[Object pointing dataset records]

---

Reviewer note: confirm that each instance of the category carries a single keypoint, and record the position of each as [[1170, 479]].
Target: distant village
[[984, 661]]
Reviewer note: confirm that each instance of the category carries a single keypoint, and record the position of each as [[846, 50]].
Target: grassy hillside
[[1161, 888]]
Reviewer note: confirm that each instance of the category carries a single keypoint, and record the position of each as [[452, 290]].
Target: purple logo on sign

---

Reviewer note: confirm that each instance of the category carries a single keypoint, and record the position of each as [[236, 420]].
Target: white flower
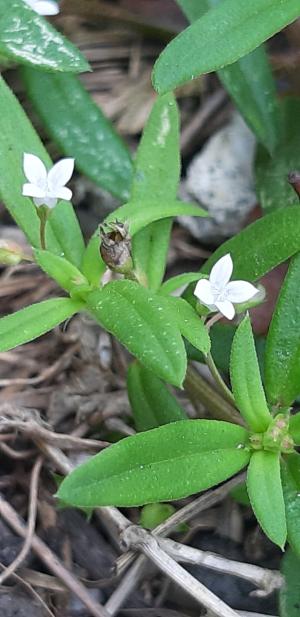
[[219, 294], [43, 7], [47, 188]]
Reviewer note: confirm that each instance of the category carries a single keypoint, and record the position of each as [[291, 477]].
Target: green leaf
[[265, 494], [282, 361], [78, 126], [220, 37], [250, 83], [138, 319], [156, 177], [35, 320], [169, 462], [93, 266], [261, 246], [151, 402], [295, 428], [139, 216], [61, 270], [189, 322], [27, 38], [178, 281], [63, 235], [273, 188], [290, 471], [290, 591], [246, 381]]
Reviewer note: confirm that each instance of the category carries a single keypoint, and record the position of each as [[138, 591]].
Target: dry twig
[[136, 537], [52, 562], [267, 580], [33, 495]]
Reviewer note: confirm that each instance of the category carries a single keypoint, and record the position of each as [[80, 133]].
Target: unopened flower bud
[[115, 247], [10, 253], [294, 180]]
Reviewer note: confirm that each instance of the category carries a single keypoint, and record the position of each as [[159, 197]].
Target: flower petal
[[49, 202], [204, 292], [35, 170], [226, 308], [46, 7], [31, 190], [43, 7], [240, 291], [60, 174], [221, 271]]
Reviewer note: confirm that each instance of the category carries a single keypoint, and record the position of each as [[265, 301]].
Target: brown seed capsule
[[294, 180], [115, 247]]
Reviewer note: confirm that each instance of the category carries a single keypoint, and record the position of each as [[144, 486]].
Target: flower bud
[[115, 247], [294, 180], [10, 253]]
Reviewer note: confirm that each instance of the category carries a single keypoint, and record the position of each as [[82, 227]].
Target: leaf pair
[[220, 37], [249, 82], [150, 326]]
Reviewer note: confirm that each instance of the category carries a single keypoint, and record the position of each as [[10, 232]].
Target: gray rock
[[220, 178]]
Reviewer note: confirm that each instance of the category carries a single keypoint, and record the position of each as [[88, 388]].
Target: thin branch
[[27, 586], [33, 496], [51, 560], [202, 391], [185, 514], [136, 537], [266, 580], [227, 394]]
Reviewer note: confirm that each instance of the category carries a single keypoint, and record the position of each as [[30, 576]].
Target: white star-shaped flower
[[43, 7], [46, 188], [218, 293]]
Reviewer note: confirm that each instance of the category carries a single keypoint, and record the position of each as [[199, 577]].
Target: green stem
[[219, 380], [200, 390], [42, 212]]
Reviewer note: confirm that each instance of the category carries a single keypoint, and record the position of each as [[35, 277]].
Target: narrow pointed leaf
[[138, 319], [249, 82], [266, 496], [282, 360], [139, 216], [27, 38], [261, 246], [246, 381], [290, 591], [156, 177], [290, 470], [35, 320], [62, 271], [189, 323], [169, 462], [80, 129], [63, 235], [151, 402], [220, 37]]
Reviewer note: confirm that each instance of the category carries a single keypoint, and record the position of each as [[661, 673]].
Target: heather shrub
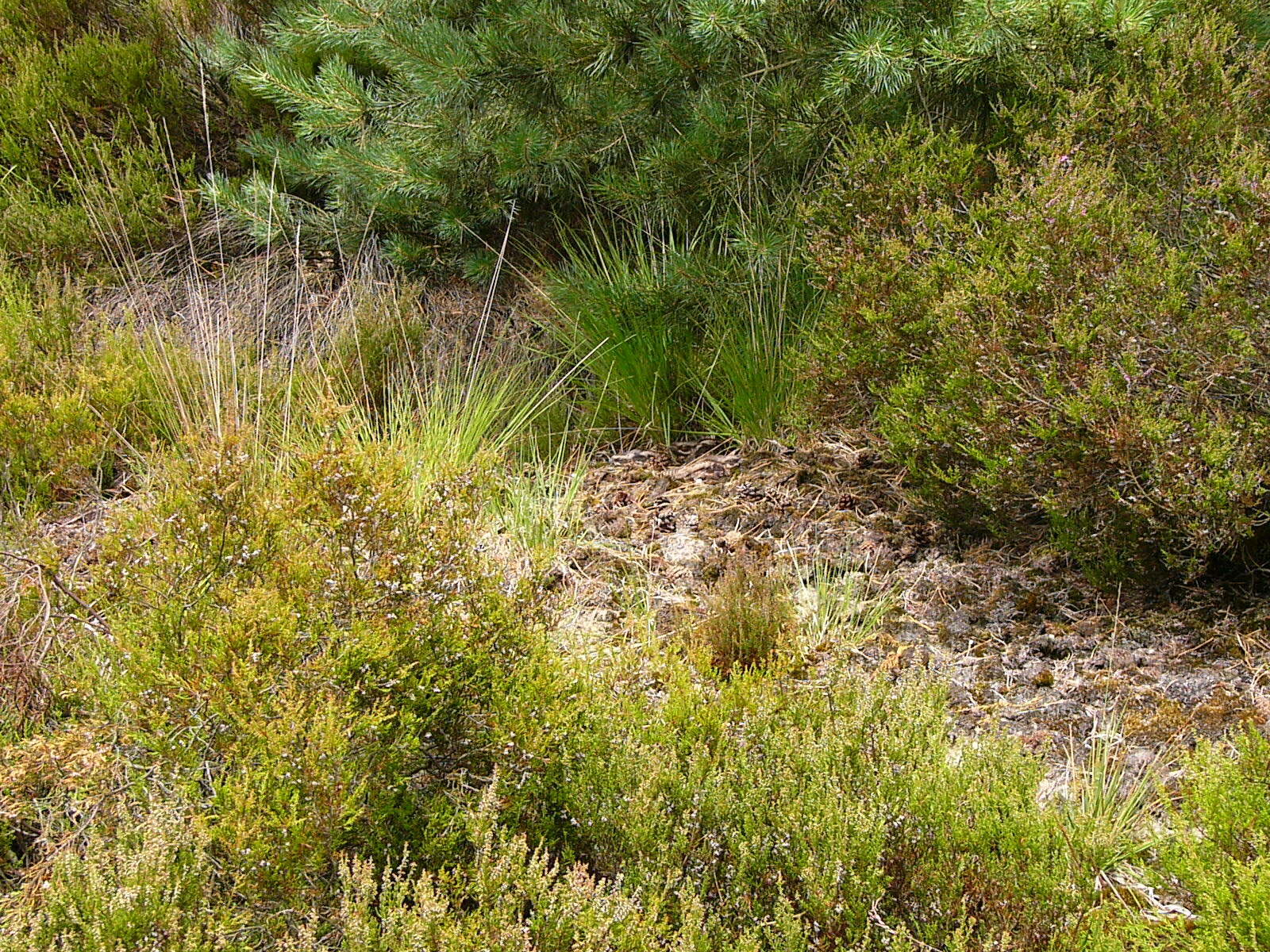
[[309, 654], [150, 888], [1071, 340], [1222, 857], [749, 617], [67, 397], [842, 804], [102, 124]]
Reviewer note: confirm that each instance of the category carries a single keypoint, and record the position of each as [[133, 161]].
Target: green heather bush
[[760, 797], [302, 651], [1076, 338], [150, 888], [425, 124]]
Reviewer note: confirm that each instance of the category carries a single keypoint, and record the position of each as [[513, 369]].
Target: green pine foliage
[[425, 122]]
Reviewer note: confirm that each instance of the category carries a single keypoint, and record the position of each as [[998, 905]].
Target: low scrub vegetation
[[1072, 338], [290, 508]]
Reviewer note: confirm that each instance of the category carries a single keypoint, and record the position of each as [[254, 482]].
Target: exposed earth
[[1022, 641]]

---

### [What is required]
In the part of the material that opens with the line containing "as [[265, 301]]." and closes with the line containing "402], [220, 37]]", substitute "Object" for "Target" and give back only those lines, with everything else left unchanged.

### [Reply]
Reviewer note: confirm that each instance of the category carries a single keypoint, and record the position of each as [[265, 301]].
Object: brown seed capsule
[[294, 180], [115, 247]]
Reviewer note: confirm that each instance of the category carries a single keypoint, and record the position of each as [[144, 486]].
Object: flower bud
[[115, 247], [294, 180], [10, 253]]
Reviewer note: confirm that each instance of the category carries a single keypoint, and record the position of each as [[82, 227]].
Object: leaf pair
[[220, 37], [249, 82], [150, 326]]
Reviewer note: confirm that each instance of the category carries a single keypoint, and record the position of each as [[10, 232]].
Object: gray rock
[[220, 178]]
Reviewer note: confirm that each instance of the category carries a single keypoint, and record the position of each as [[88, 388]].
Object: thin branch
[[27, 586], [33, 496], [51, 560], [202, 391], [185, 514], [136, 537], [266, 580], [227, 394]]
Reviewer note: confirm that each instance of the category carries a single keypoint, and record the position of each as [[30, 576]].
Object: white star-shaped flower
[[43, 7], [46, 188], [218, 293]]
Reviewer note: confirm that each instance of the category carries a single keypoint, and record the position of each as [[199, 577]].
Object: green stem
[[219, 380], [200, 390], [42, 212]]
Reviewer note: confirm that each instance of the category carries a single keypoint, and record the position of each as [[35, 277]].
Object: narrow pointed leaf
[[138, 319], [249, 82], [266, 496], [282, 360], [139, 216], [27, 38], [261, 246], [246, 381], [290, 591], [156, 177], [290, 470], [35, 320], [62, 271], [189, 323], [169, 462], [80, 129], [63, 235], [151, 402], [220, 37]]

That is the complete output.